Stored data entries
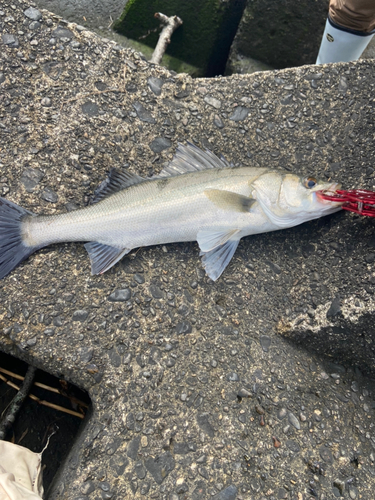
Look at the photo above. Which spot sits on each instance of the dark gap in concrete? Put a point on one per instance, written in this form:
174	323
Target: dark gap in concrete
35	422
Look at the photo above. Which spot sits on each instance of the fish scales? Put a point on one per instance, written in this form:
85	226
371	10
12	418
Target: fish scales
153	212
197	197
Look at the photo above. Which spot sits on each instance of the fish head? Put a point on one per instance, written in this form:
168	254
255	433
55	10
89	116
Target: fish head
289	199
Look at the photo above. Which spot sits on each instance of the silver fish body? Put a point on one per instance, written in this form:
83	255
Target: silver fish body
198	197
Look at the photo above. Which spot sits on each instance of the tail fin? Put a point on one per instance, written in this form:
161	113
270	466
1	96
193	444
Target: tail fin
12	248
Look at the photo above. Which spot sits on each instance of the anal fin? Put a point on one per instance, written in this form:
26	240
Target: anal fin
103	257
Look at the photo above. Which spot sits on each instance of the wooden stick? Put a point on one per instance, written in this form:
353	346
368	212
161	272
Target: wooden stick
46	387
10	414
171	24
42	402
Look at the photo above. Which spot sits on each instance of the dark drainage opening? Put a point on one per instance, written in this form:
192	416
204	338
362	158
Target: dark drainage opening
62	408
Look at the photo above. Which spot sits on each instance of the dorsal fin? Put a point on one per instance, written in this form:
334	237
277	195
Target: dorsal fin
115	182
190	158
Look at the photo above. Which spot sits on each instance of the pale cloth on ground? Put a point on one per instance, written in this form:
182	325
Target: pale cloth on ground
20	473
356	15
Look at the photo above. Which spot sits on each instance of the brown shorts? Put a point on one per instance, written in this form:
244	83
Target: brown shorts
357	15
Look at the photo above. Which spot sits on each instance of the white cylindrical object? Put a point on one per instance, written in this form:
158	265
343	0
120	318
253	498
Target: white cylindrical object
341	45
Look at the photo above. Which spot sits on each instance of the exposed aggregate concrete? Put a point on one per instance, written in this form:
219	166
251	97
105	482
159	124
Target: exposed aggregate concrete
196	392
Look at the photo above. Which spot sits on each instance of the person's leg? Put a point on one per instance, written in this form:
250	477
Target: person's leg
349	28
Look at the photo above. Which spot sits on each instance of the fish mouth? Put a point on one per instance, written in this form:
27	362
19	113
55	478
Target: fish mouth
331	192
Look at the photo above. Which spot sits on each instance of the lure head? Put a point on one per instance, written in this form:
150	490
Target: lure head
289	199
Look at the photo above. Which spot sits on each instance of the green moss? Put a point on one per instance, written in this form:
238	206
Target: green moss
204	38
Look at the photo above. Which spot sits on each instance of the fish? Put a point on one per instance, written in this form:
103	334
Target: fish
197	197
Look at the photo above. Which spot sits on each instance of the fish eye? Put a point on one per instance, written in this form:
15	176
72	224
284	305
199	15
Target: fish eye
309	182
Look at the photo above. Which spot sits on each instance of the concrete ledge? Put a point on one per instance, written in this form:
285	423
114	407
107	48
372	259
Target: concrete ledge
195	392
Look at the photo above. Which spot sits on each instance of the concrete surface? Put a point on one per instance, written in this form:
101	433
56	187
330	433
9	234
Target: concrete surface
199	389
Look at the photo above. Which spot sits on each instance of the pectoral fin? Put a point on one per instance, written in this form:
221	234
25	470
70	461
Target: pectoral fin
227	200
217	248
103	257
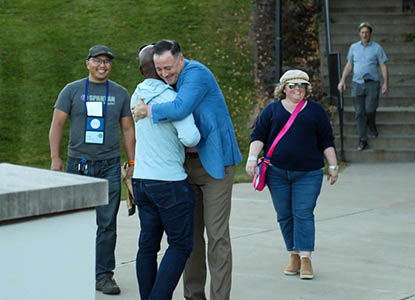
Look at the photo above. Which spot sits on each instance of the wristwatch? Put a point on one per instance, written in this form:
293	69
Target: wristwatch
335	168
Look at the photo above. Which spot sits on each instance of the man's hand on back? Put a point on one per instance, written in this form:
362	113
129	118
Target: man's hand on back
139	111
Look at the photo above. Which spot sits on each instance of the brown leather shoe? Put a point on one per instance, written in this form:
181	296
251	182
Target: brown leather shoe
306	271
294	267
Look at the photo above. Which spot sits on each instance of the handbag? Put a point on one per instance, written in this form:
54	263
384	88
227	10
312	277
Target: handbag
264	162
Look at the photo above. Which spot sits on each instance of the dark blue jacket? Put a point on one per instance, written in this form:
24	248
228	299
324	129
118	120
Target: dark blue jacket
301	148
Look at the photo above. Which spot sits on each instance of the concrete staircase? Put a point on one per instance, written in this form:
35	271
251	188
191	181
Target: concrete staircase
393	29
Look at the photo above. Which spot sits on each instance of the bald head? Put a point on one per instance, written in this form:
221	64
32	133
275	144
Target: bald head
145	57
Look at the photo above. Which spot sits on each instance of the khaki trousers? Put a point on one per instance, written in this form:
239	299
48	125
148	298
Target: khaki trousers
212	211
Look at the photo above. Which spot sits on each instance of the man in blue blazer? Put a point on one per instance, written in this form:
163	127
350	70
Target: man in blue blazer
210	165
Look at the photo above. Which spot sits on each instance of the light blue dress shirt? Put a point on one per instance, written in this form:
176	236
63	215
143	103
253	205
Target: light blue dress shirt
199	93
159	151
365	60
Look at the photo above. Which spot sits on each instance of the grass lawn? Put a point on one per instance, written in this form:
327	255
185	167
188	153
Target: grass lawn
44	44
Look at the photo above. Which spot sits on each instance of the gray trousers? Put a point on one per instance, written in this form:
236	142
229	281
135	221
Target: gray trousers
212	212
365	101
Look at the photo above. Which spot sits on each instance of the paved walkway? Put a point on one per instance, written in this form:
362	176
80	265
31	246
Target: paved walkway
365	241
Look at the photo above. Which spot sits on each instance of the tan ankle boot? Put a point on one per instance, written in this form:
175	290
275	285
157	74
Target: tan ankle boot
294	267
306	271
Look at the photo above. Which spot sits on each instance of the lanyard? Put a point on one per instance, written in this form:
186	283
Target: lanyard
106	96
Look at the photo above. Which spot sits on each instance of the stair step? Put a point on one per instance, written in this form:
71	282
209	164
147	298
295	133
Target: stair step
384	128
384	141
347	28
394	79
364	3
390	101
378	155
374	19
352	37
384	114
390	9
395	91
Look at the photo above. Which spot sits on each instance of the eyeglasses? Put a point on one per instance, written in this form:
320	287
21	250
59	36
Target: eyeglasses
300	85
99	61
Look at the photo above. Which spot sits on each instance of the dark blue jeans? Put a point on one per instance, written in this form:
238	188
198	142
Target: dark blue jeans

→ INSTRUCTIONS FOR THE TASK
Could you write out the records again exactly, without any of their pictures?

→ OUTPUT FOR THIS EXERCISE
Look at the photo above. Which spot sits on each instance of the dark gap in concrete? Put a point on one per instance, written in this form:
174	323
Target: dark gap in concrete
35	422
Look at the photo above. Which spot sits on each instance of the fish scales? Put a point on one per instance, written in this form:
85	226
371	10
12	418
Target: fish scales
153	212
197	197
Look at the photo above. Which spot sits on each instance of the fish head? Put a point on one per instance, written in this form:
168	254
255	433
55	10
89	116
Target: fish head
289	199
Look at the photo above. Which spot sits on each instance of the silver fish body? Put a point on one per instance, written in this form:
83	255
Target: silver fish body
198	197
Look at the photo above. Which spot sits on each instance of the tail fin? Put a point on one per instance, written in this form:
161	113
270	466
1	96
193	444
Target: tail fin
12	248
Look at the photo above. Which spot sits on each instance of the anal fin? Put a point on one per instance, written in this form:
26	240
Target: anal fin
103	257
Look at the photo above. Which spot sits on each instance of the wooden stick? Put a point on one per instance, written in this form:
353	346
368	212
161	272
Target: wooden stick
46	387
10	414
171	24
42	402
Look at the photo above. Which spot sits on each instance of the dark drainage opening? Put a point on one per instance, written in this form:
192	416
204	338
362	158
Target: dark drainage opening
62	408
Look at the photo above. Which spot sits on each instance of the dorsal fin? Put a point on one per instance, written in this form:
334	237
277	195
Target: dorsal fin
115	182
190	158
Look at the photo above. Which spot sits on each instance of the pale cloth on ground? Put a point on one per instance, written in this form:
182	325
Target: pale cloth on ground
20	473
356	15
Look at the photo above. Which spot sits on each instance of the brown shorts? Put a point on one per instance, written in this form:
244	83
Target: brown shorts
357	15
Look at the photo above. Which spot sits on each instance of the white cylindrical object? Put a point on one per instance, written in this form:
158	265
343	0
120	318
253	498
Target: white cylindrical object
341	45
Look at the photo above. Which spot sits on each instance of the exposed aggregate concrete? Put a point on one per instance, written in this form:
219	166
251	97
105	482
159	124
Target: exposed aggregate concrete
196	392
Look at the photo above. Which spot sits on each instance of the person's leg? Put a point on one per instance, written in this form:
250	477
Target: person's leg
349	28
Look at the photo above. Which spot sits on each instance of the fish mouth? Put a point on one per instance, written in this form:
27	362
19	113
55	478
Target: fish mouth
331	192
Look at the photo above. Which spot sits on each instance of the lure head? Put a point on one per instance, written in this form:
150	490
Target: lure head
289	199
Look at the photo above. Which spot sits on each instance of the green moss? Put a point on one per instance, written in this form:
238	206
Target: green moss
204	38
Look at the photo above. Which spot sits on each instance of the fish? Put a point on one per instance, written in this form:
103	334
Target: fish
197	197
Look at the photo above. Which spot sits on each instance of the fish eye? Put a point on one per instance, written in this form:
15	176
72	224
284	305
199	15
Target: fish eye
309	182
Look at the photo above. Which spot sits on each instance of the concrete ledge? Put a point on one per instance, written in this form:
285	423
114	407
107	48
372	259
Target: concrete ledge
195	392
Look at the photo above. Which spot sits on each instance of the concrete surface? Put a point on one per instance, written in this form:
101	433
56	187
330	433
9	234
Target: concrete surface
199	389
Look at the photo above. Which spot sits on each instance of the pectoral fin? Put a point on one per instance, written in this form:
221	234
25	470
70	461
Target: pectoral fin
227	200
217	248
103	257
Look at the photo above. Which spot sits on each instance of the wristwatch? Put a point on one per instance, written in this form:
293	69
Target: wristwatch
335	168
Look at the photo above. Which spot sits on each instance of the man's hand on back? Put a point on one per instance, written in this form:
362	113
129	118
Target: man's hand on back
139	111
Look at the photo above. Which spot sits on each instance of the brown leather shoe? Put a point on one per instance, written in this form:
181	296
251	182
Target: brown leather shoe
306	271
294	267
Look at the photo above. Which spot sits on each instance of the handbag? Put a point on one per instance, written in this form:
54	263
384	88
227	10
312	277
Target: handbag
264	162
Look at the photo above. Which spot sits on each instance of the dark blue jacket? Put a point on one per instance, written in this form:
24	248
228	299
324	129
118	120
Target: dark blue jacket
301	148
Look at the photo above. Which spot sits on each instance of the concrete staircase? Put a point on one per instance, written in this form:
35	271
251	188
191	181
Target: concrete staircase
393	29
Look at the photo above. Which spot sits on each instance of the bald head? Put a point on one per instance, written in this form:
221	64
32	133
275	144
Target: bald head
145	57
Look at the photo above. Which spot sits on each instance of the khaki trousers? Put a point on one per instance, written in this form:
239	299
48	125
148	298
Target: khaki trousers
212	211
Look at the photo above. Which spot sits on each instance of the man in blue blazer? Put a point on one per instance, written in this form:
163	127
350	70
Target: man in blue blazer
210	165
Look at the photo above. Which spot sits on each instance of the light blue dress shirt? Put a point on one per instance, written in this form:
176	236
63	215
143	103
253	205
Target: light blue dress shirt
199	93
159	151
365	60
Look at the photo above. Which spot sits on each instance of the grass lawn? Put a point on one per instance, written in this form:
327	255
185	167
188	153
Target: grass lawn
44	44
Look at the photo above. Which spot sits on each instance of the gray trousers? Put a point on one per instance, written in this form:
236	142
229	281
135	221
Target: gray trousers
212	212
365	101
Look at the photo above. Which spot sits on each instance of the paved walkway? Put a point on one per instance, written in this form:
362	176
80	265
31	246
Target: paved walkway
365	241
Look at the photo above. Which spot sits on each instance of the tan ankle boot? Put a point on one per instance, written in this form:
175	290
275	285
157	74
Target: tan ankle boot
294	267
306	271
Look at the photo above. Which spot sits on each instance of the lanyard? Put a point on one per instance, written in this form:
186	283
Target: lanyard
106	96
Look at the photo above. Which spot sits on each instance of the stair step? Put a point on one per instance, written in this form:
71	282
209	164
147	298
295	133
Target: stair step
384	128
384	141
347	28
394	79
364	3
390	101
378	155
374	19
352	37
384	114
390	9
395	91
Look at the photo above. Which spot sits on each instance of the eyeglasses? Put a point on one per instance, written in this form:
320	287
21	250
59	36
Target: eyeglasses
300	85
99	61
Look at the photo above. Which spot sits on each instance of the dark blue jeans? Put a point on one per instance, written in this form:
238	188
198	142
Target: dark blue jeans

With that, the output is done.